PROVIDED TEXT =>
## start

AF2025: The Art of Adaptation - How Comics Are Changing Climate Conversations in Asia
11 November 2025
It turns out you don’t need a textbook to explain climate change — you just need a good story. From Japan’s futuristic weather reports to India’s talking goat, researchers are proving that comics can make science real for young readers who might otherwise scroll past the issue.
Picture this: a world so hot that stepping outside feels like opening an oven door. The air stings your skin, and the heat hums in your ears. Floods and fires are no longer rare — they’re as common as sunrise. It sounds terrifying, and it is. But instead of giving in to despair, a growing number of researchers are choosing creativity. They’re turning climate science into comics, stories, and games that make young people stop scrolling and start caring.
At the recently concluded 8th international Adaptation Futures Conference (AF2025) in Ōtautahi Christchurch, that creative spark was easy to spot. Amid the graphs, policy talks, and data-heavy slides were two projects that spoke a different language — one from Japan, the other from India. Both proved that sometimes, a comic strip can do what a research paper cannot.

## end

MATERIAL TO PROCESS =>
## start

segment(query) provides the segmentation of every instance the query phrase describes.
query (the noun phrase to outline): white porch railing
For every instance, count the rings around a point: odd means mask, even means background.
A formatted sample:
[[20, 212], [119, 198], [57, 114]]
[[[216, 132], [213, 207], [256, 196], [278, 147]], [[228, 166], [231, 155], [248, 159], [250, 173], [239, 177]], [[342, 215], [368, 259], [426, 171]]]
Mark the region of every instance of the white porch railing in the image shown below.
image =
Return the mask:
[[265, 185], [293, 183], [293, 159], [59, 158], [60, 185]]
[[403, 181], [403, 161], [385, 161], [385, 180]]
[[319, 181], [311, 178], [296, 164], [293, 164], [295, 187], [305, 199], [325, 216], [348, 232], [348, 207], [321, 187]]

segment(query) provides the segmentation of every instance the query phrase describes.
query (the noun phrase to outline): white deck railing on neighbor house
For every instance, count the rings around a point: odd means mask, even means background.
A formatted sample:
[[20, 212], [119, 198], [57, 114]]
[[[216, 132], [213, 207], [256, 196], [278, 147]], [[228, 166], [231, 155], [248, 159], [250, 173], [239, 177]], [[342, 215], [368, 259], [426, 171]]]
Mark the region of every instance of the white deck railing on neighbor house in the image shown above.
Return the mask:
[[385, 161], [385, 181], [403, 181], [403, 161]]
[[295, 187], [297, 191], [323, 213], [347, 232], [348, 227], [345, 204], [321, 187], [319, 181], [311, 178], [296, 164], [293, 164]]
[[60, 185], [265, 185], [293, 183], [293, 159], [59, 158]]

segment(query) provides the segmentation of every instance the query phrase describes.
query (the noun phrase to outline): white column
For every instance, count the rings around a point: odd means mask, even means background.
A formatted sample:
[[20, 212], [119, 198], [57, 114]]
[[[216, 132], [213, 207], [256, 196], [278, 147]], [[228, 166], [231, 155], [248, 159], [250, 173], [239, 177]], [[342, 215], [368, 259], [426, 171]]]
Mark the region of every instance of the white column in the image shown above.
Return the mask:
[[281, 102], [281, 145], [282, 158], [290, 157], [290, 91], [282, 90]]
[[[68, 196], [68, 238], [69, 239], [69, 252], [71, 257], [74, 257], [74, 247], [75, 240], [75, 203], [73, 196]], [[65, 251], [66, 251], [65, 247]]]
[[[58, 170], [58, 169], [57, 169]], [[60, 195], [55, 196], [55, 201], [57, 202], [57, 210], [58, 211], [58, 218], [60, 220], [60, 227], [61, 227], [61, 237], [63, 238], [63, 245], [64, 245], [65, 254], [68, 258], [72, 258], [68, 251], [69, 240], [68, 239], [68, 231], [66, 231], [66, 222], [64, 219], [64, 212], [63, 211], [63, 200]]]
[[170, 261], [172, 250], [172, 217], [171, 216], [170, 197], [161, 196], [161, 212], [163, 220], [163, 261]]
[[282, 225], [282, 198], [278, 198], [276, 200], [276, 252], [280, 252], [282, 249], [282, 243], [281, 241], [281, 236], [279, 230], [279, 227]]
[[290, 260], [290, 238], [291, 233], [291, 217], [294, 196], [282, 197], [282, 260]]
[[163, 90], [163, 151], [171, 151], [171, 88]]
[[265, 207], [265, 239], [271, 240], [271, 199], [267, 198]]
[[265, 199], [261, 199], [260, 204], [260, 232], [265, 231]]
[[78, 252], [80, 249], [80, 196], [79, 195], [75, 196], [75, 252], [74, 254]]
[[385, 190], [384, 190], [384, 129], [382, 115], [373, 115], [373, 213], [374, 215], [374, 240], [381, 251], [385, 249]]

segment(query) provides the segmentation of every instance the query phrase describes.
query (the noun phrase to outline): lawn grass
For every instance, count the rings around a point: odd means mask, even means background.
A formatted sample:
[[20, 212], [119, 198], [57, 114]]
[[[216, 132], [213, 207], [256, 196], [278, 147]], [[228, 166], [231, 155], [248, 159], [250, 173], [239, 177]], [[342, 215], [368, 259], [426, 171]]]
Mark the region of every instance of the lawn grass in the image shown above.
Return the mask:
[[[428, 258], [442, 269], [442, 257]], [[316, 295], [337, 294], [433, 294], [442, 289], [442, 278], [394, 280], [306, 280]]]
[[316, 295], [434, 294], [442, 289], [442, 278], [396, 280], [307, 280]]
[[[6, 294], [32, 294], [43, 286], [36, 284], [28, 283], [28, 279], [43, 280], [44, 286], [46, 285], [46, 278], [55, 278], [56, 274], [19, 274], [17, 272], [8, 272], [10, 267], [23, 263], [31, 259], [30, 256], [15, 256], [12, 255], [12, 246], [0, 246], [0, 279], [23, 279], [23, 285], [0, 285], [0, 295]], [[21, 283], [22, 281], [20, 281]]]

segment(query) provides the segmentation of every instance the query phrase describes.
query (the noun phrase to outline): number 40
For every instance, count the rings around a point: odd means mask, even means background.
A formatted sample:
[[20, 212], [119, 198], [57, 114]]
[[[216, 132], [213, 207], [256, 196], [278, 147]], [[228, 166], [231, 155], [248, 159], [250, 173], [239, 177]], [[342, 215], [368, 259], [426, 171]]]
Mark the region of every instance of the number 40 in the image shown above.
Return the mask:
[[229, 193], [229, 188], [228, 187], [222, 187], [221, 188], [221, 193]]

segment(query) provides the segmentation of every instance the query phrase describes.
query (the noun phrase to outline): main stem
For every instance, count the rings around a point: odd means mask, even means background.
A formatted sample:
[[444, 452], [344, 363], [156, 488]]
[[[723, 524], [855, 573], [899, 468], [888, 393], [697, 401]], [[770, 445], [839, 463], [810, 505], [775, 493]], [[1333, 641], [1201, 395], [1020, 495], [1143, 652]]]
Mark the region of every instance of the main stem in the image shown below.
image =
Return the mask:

## end

DIRECTIVES =>
A: In the article on climate comics, where was the 8th international Adaptation Futures Conference held?
B: Reproduce the rows word for word. Begin at their first line and stop after the line that contains "[[403, 181], [403, 161], [385, 161], [385, 180]]".
The rows have no connection to the text above them.

RESPONSE LIST =>
A: It was held in Ōtautahi Christchurch.

B:
segment(query) provides the segmentation of every instance the query phrase describes.
query (the noun phrase to outline): white porch railing
For every instance, count the rings around a point: odd means mask, even means background.
A formatted sample:
[[20, 212], [119, 198], [57, 114]]
[[[216, 132], [213, 207], [256, 196], [278, 147]], [[228, 166], [231, 155], [248, 159], [250, 173], [239, 177]], [[342, 215], [368, 259], [426, 171]]]
Mark the region of every instance of the white porch railing in the image shown below.
image =
Return the mask:
[[265, 185], [293, 183], [293, 159], [59, 158], [60, 185]]
[[403, 181], [403, 161], [385, 161], [385, 180]]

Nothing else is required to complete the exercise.